EXERCISE DETAILS:
Return word for word everything from the line containing "Look at the image above and check whether any cumulus" down to the line containing "left=0, top=95, right=122, bottom=159", including both of those lines.

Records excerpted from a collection
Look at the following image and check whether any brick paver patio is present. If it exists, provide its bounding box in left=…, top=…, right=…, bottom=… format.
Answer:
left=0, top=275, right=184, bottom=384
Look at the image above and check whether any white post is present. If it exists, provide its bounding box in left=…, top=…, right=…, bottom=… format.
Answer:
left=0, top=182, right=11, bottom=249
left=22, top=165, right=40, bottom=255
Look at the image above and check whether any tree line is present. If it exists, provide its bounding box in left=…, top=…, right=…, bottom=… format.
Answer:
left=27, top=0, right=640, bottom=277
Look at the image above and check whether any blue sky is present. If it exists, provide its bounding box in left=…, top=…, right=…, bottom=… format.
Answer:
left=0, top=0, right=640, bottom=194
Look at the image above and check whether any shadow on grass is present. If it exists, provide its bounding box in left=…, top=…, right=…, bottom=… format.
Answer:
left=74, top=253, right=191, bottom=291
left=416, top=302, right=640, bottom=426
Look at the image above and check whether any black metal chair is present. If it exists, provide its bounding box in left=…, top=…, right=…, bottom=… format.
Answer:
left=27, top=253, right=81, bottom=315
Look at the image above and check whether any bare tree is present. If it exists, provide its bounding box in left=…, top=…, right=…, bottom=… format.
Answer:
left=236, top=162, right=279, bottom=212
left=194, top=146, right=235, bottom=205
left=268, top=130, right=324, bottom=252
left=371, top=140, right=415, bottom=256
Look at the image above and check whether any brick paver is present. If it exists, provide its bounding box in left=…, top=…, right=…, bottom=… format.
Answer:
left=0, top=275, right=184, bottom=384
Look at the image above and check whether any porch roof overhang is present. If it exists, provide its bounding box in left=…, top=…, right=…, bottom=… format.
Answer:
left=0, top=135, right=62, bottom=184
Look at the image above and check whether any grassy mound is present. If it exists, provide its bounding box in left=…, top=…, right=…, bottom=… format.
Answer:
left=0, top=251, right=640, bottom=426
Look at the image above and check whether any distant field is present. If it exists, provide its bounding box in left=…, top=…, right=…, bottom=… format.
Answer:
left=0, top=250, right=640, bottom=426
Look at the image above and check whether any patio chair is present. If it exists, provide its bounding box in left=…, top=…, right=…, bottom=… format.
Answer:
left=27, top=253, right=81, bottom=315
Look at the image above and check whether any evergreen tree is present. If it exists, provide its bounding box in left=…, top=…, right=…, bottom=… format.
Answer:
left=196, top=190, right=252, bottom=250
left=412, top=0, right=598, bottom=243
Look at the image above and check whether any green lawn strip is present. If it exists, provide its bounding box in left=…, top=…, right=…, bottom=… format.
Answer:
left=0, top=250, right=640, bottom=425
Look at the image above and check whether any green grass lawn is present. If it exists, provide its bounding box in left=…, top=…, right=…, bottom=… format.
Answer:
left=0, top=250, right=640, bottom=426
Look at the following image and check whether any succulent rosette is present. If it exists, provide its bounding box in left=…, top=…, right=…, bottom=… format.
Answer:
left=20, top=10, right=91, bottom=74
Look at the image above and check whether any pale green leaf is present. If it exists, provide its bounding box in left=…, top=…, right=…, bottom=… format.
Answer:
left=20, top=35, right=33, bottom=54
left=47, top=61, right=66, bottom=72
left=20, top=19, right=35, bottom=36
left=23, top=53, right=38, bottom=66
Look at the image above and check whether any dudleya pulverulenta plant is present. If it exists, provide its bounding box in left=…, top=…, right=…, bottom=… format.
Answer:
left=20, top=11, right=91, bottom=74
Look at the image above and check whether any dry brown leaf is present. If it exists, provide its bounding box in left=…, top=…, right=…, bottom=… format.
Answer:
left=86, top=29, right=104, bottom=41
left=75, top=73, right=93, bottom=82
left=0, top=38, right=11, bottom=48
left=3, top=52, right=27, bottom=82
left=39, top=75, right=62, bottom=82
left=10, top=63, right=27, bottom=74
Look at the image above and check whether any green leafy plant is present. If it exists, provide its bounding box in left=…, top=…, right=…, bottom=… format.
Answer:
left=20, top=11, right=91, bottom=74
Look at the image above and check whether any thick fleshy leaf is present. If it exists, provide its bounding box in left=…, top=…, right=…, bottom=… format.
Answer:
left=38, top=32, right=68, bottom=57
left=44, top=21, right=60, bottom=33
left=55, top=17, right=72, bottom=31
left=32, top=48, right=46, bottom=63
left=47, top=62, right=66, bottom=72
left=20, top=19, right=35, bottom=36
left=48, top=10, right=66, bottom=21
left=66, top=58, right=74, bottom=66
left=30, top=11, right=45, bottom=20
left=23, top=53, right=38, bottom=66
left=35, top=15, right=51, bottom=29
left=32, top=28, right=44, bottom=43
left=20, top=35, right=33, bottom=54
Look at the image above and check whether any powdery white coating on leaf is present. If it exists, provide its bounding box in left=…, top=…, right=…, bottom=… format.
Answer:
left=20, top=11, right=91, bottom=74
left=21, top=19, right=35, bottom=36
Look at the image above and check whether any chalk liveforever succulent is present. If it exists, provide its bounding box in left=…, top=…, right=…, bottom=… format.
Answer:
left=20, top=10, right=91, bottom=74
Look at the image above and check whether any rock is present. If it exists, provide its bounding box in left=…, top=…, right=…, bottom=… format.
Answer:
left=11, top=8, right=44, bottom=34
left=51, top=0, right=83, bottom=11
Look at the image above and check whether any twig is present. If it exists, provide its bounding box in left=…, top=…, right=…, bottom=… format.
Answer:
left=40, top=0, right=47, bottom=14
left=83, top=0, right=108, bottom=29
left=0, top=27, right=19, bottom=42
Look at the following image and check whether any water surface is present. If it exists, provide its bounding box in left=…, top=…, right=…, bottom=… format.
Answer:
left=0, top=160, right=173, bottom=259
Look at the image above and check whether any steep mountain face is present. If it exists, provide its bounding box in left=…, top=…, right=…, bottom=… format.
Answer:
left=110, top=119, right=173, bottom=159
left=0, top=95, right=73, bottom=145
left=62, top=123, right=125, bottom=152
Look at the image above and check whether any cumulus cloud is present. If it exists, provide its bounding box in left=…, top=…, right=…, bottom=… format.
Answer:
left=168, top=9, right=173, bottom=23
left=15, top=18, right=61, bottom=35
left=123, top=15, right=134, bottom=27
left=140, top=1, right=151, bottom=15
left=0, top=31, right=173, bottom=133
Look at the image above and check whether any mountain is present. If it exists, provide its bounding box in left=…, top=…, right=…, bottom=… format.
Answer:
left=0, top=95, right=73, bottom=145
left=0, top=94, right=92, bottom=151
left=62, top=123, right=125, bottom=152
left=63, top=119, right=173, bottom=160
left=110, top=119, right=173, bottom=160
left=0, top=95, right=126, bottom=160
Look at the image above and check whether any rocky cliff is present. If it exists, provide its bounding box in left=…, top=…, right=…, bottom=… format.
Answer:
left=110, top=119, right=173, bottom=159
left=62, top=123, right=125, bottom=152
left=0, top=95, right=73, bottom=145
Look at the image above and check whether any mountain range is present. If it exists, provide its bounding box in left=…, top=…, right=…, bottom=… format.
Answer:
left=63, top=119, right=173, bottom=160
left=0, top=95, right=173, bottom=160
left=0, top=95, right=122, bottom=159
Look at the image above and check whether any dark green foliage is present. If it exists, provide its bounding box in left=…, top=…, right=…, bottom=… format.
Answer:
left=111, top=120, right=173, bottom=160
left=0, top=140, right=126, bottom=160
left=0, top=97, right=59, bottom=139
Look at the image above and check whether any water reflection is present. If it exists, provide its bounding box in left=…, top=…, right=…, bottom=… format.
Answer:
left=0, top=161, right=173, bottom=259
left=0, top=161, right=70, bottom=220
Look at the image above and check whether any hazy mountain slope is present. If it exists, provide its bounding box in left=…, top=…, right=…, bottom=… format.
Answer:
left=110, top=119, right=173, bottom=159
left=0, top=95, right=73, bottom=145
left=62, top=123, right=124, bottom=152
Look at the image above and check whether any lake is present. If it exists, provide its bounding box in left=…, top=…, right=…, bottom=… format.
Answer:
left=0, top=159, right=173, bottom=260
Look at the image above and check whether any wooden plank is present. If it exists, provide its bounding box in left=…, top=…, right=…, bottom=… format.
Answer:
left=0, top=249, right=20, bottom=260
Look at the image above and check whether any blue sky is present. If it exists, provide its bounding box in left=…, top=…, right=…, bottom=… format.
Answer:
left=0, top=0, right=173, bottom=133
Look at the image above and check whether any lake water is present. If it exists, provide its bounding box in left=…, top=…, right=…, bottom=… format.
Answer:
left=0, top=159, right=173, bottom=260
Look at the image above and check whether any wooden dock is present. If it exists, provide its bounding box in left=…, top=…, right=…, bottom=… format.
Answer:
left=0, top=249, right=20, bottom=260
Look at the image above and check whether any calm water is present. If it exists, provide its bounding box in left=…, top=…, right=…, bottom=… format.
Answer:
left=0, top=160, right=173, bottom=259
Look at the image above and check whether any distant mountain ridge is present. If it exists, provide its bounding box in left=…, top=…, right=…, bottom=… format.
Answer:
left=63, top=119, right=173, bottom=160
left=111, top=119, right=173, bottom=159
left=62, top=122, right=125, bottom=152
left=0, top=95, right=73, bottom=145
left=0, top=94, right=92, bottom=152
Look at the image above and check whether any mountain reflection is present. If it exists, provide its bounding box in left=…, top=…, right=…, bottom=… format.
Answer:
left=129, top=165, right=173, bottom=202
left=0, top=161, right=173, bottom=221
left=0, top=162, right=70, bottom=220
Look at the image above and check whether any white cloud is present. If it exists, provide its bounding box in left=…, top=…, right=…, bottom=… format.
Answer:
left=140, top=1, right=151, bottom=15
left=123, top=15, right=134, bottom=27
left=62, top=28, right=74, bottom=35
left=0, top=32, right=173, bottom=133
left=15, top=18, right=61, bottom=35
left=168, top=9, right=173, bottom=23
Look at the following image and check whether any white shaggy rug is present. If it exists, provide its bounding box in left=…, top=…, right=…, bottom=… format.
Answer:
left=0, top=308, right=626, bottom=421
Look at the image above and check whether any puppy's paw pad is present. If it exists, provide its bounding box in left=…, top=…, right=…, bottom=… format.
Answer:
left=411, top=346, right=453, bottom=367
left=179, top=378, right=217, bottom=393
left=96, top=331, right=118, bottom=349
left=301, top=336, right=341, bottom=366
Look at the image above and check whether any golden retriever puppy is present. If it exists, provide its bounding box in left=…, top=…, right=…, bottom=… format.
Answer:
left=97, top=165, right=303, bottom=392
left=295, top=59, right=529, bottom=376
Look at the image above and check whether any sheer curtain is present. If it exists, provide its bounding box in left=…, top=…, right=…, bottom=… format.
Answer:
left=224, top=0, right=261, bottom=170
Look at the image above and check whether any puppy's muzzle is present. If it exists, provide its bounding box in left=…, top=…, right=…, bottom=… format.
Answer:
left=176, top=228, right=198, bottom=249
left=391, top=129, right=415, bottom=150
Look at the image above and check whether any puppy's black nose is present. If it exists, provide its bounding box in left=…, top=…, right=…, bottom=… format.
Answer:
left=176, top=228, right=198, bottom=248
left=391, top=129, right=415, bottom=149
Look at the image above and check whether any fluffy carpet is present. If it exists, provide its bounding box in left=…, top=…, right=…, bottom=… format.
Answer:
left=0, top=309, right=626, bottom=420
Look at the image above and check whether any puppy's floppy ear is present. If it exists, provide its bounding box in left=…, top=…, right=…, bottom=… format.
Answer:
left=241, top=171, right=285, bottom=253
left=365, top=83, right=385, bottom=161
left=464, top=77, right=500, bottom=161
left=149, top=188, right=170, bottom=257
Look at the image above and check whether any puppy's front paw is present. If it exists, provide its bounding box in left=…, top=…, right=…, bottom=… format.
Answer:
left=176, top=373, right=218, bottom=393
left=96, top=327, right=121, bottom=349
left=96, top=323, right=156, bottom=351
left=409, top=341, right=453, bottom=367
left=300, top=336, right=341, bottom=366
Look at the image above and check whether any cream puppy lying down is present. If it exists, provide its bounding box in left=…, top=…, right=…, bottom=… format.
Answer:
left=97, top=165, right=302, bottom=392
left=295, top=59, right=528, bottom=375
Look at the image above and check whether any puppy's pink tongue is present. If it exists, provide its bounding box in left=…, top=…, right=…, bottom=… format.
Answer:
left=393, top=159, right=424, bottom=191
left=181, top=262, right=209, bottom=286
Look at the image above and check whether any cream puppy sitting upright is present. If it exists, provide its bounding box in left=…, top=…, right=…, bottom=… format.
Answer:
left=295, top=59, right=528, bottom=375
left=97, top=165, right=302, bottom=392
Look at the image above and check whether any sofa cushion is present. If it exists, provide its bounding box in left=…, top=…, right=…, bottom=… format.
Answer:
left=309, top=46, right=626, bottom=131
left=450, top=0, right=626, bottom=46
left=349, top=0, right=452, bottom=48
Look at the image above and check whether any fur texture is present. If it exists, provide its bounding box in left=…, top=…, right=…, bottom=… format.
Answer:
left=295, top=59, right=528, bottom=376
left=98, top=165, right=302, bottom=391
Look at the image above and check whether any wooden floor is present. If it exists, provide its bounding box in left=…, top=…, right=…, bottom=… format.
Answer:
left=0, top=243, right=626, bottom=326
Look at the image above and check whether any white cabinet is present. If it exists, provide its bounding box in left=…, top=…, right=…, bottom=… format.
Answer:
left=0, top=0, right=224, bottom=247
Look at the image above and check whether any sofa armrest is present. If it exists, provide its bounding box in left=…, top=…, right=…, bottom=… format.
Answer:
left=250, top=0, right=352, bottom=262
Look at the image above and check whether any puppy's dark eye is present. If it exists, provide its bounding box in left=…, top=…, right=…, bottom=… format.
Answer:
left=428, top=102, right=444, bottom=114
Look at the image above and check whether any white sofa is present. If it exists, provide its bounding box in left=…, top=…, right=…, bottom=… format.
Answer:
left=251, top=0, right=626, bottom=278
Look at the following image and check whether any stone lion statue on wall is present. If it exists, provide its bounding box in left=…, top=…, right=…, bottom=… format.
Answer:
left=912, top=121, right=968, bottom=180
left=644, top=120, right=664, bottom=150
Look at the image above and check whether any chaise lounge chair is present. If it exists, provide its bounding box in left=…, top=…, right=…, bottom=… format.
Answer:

TASK SOLUTION:
Look at the image above and check whether any cumulus cloud is present. If it exists, provide its bounding box in left=…, top=…, right=…, bottom=… format.
Answer:
left=168, top=9, right=173, bottom=23
left=15, top=18, right=61, bottom=35
left=123, top=15, right=134, bottom=27
left=140, top=1, right=151, bottom=15
left=0, top=31, right=173, bottom=133
Look at the image above and check whether any mountain is present. If it exists, provide its bounding box in left=…, top=…, right=…, bottom=… format.
Answer:
left=0, top=95, right=73, bottom=145
left=0, top=94, right=92, bottom=151
left=62, top=123, right=125, bottom=152
left=63, top=119, right=173, bottom=160
left=110, top=119, right=173, bottom=160
left=0, top=95, right=126, bottom=160
Look at the image above and check whether any rocky cliff is present. If it exists, provide its bounding box in left=…, top=…, right=…, bottom=… format.
Answer:
left=110, top=119, right=173, bottom=159
left=62, top=123, right=125, bottom=152
left=0, top=95, right=73, bottom=145
Look at the image above and check whether any mountain range is present. If it exists, provide its bounding box in left=…, top=…, right=…, bottom=… format.
Answer:
left=63, top=119, right=173, bottom=160
left=0, top=95, right=173, bottom=160
left=0, top=95, right=122, bottom=159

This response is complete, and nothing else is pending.